**WRITTEN REQUEST**
Which lines in the listing below contain the string "wreath"? Gather each such line in full, treating uppercase and lowercase as different.

(Picture annotation listing)
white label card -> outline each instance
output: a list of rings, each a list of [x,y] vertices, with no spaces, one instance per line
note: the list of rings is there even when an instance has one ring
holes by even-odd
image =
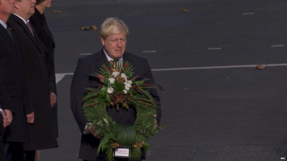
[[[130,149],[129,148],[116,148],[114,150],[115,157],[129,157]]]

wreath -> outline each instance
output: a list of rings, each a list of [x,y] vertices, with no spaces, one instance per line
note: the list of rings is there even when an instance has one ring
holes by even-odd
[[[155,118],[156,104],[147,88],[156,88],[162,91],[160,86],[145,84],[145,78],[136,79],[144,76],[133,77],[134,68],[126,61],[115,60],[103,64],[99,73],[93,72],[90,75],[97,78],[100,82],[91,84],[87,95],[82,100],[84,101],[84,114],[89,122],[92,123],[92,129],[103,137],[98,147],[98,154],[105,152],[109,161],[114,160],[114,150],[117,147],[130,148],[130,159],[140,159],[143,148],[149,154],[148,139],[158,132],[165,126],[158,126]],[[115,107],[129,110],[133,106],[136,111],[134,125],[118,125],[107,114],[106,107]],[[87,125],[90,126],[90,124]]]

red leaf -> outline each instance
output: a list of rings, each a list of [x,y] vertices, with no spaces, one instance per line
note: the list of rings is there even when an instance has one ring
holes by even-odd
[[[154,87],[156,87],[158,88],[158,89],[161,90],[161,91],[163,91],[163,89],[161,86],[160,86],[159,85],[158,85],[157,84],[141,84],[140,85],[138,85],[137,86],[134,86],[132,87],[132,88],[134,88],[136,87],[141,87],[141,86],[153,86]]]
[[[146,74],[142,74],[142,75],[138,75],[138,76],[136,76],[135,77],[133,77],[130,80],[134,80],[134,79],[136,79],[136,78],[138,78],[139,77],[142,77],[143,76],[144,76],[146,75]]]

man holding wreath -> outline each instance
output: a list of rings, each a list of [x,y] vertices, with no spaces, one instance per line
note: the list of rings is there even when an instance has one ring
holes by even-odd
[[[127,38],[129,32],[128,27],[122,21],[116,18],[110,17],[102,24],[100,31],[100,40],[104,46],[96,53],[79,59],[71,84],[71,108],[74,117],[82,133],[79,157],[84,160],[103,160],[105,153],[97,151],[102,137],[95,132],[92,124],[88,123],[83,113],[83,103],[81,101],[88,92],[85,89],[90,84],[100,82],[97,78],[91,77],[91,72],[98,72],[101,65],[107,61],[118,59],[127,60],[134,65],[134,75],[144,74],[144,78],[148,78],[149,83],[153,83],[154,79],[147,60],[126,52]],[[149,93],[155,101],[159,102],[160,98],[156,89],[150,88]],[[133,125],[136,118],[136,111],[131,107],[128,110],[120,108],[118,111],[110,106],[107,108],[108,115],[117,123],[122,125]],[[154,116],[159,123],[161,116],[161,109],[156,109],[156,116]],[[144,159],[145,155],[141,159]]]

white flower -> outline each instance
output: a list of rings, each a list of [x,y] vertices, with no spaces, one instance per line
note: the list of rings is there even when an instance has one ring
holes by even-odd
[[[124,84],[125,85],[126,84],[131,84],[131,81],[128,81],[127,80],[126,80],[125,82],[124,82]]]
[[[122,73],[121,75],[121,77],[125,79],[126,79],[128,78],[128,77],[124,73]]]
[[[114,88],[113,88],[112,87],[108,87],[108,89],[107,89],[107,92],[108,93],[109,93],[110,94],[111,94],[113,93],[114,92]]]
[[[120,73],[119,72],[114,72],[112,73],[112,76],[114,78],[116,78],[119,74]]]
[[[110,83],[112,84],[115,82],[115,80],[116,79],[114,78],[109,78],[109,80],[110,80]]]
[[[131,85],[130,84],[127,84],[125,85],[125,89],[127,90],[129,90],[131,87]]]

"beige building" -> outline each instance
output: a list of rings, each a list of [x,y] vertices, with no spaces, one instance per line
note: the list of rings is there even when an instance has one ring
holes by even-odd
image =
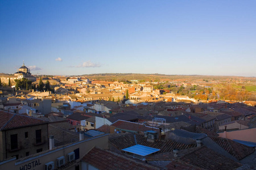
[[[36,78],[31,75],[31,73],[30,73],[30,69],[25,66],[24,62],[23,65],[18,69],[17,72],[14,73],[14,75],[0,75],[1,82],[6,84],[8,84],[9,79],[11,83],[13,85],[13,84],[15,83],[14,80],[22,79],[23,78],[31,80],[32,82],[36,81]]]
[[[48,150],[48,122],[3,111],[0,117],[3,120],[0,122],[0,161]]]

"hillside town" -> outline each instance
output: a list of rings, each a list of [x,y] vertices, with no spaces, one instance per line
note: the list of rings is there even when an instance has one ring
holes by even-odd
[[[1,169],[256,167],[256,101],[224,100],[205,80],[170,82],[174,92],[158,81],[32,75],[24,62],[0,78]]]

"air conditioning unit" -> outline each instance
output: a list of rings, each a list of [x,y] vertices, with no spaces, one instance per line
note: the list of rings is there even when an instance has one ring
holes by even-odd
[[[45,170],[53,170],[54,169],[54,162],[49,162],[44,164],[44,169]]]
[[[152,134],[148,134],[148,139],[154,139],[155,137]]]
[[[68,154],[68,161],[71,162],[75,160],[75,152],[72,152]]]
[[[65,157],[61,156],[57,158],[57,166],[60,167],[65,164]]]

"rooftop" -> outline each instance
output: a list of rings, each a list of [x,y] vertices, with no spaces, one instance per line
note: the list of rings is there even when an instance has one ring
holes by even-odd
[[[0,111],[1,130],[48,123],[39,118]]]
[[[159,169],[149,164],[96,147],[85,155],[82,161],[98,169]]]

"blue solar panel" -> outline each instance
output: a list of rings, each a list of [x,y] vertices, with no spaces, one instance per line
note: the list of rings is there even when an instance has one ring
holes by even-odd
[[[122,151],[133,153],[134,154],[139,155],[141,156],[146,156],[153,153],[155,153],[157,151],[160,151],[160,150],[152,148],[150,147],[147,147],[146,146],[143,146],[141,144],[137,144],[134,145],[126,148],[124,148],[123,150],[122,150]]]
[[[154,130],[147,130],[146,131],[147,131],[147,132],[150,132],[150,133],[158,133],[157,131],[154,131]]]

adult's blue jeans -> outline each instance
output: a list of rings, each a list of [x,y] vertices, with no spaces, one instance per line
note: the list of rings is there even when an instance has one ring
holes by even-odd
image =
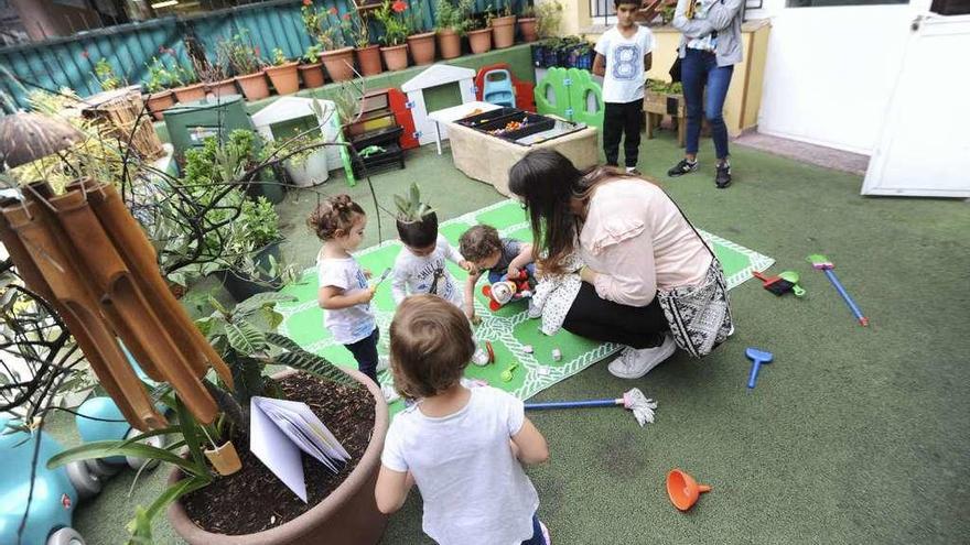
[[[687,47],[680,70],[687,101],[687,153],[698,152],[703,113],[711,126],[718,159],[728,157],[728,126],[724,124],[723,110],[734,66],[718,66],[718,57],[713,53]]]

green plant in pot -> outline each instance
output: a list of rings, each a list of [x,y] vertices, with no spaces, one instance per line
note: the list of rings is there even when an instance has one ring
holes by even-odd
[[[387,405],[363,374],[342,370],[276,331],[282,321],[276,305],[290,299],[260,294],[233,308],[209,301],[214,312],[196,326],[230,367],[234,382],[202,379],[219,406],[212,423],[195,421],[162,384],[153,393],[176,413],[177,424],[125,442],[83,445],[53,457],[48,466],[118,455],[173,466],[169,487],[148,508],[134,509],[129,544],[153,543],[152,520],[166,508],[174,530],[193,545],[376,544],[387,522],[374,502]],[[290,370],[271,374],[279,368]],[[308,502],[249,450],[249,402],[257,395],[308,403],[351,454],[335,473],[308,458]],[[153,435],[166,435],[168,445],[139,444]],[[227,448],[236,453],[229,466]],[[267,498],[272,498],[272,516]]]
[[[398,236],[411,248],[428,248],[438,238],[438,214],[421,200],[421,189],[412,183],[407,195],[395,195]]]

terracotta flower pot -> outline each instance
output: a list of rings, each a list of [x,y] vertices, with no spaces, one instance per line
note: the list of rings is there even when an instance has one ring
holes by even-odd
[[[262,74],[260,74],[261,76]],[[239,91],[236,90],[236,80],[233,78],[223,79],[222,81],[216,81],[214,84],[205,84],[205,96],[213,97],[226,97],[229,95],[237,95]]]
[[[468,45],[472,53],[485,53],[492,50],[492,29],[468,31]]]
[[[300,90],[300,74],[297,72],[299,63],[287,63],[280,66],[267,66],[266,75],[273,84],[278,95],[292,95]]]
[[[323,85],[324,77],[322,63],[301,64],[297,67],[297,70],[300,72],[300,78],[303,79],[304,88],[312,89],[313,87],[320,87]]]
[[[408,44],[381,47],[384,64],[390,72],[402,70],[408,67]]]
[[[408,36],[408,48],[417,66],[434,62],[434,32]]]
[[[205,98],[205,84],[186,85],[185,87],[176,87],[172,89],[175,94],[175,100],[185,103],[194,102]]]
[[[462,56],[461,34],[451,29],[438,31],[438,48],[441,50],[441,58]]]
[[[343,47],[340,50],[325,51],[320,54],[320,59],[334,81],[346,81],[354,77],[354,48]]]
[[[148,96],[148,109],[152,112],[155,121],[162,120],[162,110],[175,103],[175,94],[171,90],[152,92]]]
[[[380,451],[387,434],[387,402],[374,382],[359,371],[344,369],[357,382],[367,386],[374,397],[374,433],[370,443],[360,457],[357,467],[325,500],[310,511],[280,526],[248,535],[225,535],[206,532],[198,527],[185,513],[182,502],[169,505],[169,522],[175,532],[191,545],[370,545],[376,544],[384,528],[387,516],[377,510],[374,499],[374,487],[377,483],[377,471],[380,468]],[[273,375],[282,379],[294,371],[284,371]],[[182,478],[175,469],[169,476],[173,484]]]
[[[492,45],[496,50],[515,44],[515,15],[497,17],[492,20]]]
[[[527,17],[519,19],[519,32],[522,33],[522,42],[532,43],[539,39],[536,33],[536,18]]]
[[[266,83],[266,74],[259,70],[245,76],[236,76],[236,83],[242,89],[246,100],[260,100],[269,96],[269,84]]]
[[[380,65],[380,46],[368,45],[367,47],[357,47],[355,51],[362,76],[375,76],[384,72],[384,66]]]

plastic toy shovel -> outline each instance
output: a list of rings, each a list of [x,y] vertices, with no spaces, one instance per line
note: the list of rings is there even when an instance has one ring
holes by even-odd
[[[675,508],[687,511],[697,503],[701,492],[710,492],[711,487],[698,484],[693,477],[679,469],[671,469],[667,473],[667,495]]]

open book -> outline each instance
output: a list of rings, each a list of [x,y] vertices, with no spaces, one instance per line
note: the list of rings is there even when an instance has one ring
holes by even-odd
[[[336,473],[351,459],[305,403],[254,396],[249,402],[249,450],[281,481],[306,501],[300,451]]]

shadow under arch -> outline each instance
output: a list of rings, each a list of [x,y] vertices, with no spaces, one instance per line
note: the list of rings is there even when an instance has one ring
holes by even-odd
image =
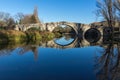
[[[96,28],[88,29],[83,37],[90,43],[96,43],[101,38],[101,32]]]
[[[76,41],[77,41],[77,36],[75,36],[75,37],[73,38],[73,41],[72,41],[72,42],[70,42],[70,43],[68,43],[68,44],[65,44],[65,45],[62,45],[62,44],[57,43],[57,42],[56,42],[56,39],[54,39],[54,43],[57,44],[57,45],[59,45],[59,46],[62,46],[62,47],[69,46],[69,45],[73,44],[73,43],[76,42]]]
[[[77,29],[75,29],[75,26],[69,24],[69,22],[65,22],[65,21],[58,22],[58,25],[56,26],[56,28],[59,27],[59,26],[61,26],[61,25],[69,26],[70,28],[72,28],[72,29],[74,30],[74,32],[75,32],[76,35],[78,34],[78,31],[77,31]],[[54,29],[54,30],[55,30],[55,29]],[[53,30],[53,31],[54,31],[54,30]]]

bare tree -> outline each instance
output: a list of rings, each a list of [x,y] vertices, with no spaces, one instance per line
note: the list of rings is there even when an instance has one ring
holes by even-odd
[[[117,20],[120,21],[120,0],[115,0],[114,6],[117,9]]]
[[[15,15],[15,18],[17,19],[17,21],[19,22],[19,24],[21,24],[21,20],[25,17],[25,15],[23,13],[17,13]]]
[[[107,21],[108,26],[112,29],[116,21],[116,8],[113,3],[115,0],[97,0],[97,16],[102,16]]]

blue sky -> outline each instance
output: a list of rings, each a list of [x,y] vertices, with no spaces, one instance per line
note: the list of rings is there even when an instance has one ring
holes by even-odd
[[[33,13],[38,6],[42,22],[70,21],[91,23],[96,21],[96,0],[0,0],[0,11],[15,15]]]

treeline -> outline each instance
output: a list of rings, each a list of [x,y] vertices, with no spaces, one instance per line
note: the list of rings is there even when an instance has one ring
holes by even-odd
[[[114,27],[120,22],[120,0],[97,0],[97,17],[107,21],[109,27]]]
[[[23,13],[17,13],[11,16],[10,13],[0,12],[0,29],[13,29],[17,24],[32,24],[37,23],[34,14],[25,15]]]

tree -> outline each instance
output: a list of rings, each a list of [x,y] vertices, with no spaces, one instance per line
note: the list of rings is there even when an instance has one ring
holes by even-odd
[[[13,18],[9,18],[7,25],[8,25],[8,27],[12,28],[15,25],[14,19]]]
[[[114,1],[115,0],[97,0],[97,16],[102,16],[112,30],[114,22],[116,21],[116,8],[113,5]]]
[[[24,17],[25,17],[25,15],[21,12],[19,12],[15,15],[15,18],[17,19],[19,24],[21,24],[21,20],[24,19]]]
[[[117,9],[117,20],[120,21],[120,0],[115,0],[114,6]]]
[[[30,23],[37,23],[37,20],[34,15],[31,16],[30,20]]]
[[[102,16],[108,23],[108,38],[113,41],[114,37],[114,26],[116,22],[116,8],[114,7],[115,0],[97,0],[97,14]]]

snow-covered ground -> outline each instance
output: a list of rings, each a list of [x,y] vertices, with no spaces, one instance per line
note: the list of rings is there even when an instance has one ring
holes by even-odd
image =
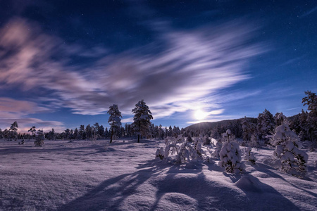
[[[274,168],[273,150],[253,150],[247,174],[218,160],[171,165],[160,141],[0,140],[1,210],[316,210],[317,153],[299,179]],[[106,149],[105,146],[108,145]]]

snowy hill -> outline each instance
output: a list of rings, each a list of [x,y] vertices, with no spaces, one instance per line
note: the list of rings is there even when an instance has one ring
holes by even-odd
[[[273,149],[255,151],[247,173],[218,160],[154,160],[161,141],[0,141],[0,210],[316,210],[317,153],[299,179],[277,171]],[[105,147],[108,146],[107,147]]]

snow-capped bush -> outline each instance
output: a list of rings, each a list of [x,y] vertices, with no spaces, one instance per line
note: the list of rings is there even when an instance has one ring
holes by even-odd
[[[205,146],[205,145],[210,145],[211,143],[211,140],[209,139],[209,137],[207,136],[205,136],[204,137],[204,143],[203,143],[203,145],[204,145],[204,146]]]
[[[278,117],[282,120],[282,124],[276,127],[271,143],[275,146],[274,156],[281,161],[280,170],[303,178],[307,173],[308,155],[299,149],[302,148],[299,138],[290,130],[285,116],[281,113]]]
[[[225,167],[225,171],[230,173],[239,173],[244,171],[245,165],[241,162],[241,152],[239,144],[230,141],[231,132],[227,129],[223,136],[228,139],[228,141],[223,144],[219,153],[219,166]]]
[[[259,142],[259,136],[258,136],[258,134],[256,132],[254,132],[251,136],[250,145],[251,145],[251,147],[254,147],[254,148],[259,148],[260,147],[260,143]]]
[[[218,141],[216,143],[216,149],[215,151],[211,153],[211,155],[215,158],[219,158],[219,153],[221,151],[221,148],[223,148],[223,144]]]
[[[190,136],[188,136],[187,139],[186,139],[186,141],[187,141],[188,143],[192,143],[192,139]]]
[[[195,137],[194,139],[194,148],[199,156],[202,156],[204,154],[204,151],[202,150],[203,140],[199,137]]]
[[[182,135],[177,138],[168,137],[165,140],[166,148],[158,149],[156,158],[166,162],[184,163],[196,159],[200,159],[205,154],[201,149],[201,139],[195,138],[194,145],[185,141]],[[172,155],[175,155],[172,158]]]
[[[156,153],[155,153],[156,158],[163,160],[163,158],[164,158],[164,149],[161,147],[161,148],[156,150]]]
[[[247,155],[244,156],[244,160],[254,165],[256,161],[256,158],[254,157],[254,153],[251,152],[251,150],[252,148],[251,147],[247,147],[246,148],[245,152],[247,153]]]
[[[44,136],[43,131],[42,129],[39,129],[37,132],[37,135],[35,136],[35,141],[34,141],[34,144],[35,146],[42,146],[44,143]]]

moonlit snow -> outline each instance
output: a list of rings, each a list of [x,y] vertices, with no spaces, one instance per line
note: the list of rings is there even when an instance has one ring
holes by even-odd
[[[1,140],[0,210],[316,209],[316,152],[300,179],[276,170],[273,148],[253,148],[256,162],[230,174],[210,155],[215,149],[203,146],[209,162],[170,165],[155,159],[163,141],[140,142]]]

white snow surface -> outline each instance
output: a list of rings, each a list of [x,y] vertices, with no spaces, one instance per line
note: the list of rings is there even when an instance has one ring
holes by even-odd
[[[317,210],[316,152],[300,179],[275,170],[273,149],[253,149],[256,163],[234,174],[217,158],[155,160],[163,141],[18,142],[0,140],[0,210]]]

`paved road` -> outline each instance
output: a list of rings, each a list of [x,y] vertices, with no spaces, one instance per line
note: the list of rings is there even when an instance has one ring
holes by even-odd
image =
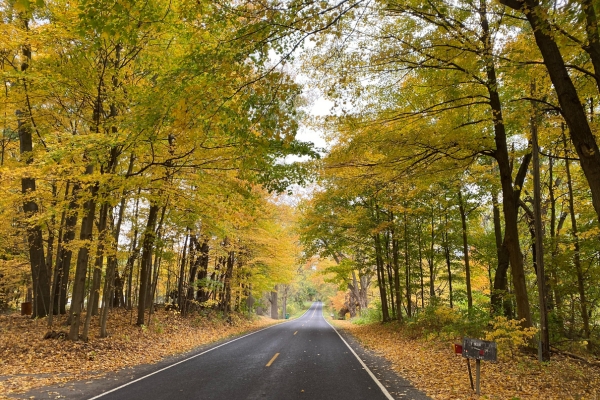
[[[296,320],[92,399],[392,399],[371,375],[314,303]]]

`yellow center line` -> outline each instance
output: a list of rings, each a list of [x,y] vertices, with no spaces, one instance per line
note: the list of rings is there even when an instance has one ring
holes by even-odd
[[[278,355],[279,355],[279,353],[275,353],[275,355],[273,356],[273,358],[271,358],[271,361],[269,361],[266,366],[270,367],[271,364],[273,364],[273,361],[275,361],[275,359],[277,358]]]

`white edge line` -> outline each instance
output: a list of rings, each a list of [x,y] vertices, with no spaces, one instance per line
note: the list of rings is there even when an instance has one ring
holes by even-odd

**FINISHED ANSWER**
wreath -> outline each instance
man holding wreath -> outline each instance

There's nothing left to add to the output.